▶ [DATA TO USE]
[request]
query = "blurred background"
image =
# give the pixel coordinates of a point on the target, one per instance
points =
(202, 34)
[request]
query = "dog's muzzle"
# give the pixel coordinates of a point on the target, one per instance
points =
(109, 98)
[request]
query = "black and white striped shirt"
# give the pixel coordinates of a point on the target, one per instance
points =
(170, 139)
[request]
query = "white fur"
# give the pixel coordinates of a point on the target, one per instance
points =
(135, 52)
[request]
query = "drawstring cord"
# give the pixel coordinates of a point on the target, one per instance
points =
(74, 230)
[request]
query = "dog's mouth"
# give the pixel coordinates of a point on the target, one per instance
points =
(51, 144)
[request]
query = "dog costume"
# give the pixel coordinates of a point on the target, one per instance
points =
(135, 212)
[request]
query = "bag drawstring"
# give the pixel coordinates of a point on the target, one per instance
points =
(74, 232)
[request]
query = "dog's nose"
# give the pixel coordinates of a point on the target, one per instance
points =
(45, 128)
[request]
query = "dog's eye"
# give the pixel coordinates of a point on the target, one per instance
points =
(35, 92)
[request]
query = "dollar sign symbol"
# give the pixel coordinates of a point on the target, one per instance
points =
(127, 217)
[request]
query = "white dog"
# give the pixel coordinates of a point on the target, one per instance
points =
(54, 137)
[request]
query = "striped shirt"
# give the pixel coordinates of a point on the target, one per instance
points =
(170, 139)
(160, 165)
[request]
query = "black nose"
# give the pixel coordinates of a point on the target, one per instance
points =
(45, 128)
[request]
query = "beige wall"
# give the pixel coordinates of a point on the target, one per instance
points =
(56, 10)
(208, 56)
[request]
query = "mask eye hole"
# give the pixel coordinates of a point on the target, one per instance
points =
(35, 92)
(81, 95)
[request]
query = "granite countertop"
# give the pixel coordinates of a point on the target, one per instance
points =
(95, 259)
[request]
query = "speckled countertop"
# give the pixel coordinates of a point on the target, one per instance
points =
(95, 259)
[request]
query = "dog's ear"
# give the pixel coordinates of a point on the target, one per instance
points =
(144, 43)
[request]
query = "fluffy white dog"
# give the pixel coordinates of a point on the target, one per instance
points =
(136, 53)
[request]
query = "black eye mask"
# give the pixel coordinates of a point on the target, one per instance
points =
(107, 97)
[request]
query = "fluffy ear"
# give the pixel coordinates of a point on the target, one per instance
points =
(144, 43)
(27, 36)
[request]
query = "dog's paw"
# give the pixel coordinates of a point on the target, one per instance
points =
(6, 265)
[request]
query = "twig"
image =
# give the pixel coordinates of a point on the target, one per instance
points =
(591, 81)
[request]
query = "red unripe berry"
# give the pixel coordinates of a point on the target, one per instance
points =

▶ [EXERCISE TASK] Please pull out each line of the rows above that contains the word "drawstring" and copy it in full.

▶ [THE RESULT]
query = "drawstring cord"
query = "bag drawstring"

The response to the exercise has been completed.